TEXT PASSAGE.

-*-

After taking approximately one step outside of the Home Center’s customer door, Mr. Ward walked into one of the posts. He felt a substantial pain and “saw stars.” Because of the collision, Mr. Ward suffered a cut to his right cheek and partial vision loss in his right eye.

Following the accident, Mr. Ward acknowledged that he must have seen the posts when he entered the store. However, he did not make a conscious note of them and did not specifically recall their presence outside the customer door as he left the Home Center at the time of his injury.

Mr. Ward filed a lawsuit against Kmart Corporation alleging negligence (carelessness).

Negligence and the Rule of Open and Obvious Dangers

Illinois property owners have a duty of reasonable care toward guests on their property. To prove that a property owner was negligent, injured parties must demonstrate that the owner has a duty to protect them from injury. The injured party must then show the owner failed to uphold this duty, causing the injury. If injured parties are unable to prove the property owner has a duty to protect them, they cannot win a lawsuit.

Whether property owners have a duty to protect their guests from dangerous conditions depends on four factors: the reasonable foreseeability of the injury, the likelihood of injury, the extent to which preventing the injury is burdensome, and the consequences of imposing that burden on a property owner. However, property owners generally have no duty to protect against injury when a potentially dangerous condition is obvious—in other words, when the average person would recognize a situation as hazardous. According to Illinois law, property owners are not liable for injuries that occur when a person engages in activity where a known and obvious danger exists. Furthermore, Illinois law does not require property owners to warn guests in situations where the danger is so obvious that it is unreasonable to anticipate that guests will either ignore or fail to discover the hazard. Property owners are responsible for their guests’ injuries only in situations when they know (or should know) of dangerous conditions that are likely to cause harm, when they have reason to believe guests will not recognize the danger, and when they fail to exercise reasonable care to protect guests. Additionally, owners are legally able to maintain dangerous conditions on their property as long as they provide guests with an adequate warning of the hazard.

The Decision

In response to the lawsuit, Kmart Corporation filed a motion for summary judgment, arguing that the evidence was insufficient for a jury to find in Mr. Ward’s favor even if interpreted in the light most favorable to him. The trial court denied this motion and a jury found in Mr. Ward’s favor, awarding him damages. Kmart then moved for judgment notwithstanding the verdict, which was granted. (In other words, the judge overruled the jury’s decision because the evidence was so favorable to Kmart that a verdict in favor of Mr. Ward could not stand.) When granting this motion, the trial court said the posts at the Kmart store were not inherently dangerous and, therefore, the store had no duty to protect Mr. Ward from injury. Furthermore, Kmart had no reason to anticipate that Mr. Ward would be distracted while exiting the store. Finally, the distraction in question—carrying the mirror—was one that Mr. Ward created (not Kmart).

Mr. Ward appealed to the Illinois Appellate Court, where the appellate court affirmed the trial court’s decision. Similar to the trial court, the appellate court said Kmart could not have foreseen that Mr. Ward would both fail to see and forget about the post—an obvious hazard—as he exited the store.

Mr. Ward appealed once again, this time to the Illinois Supreme Court. In considering the case, the Supreme Court noted that there was only one relevant question to consider: whether Kmart had a duty to take reasonable care and prevent Mr. Ward from becoming injured by the concrete posts outside its store.

-*-

DATA BLOCK.
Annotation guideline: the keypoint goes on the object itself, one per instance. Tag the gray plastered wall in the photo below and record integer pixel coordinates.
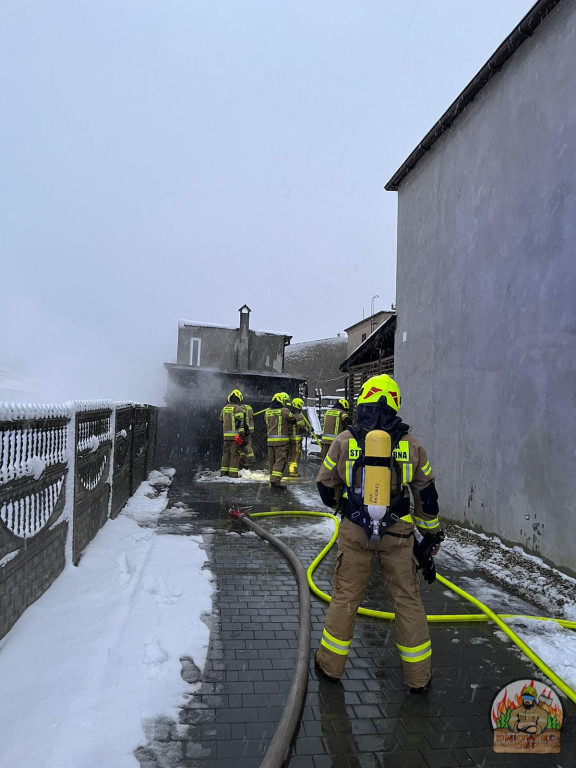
(486, 298)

-*-

WHAT THE TASK ASKS. Below the material, copy the passage from the text about Mr. Ward's injury outside the Kmart store that starts with the words "Mr. Ward appealed to" and stops with "outside its store.".

THE OUTPUT.
Mr. Ward appealed to the Illinois Appellate Court, where the appellate court affirmed the trial court’s decision. Similar to the trial court, the appellate court said Kmart could not have foreseen that Mr. Ward would both fail to see and forget about the post—an obvious hazard—as he exited the store.

Mr. Ward appealed once again, this time to the Illinois Supreme Court. In considering the case, the Supreme Court noted that there was only one relevant question to consider: whether Kmart had a duty to take reasonable care and prevent Mr. Ward from becoming injured by the concrete posts outside its store.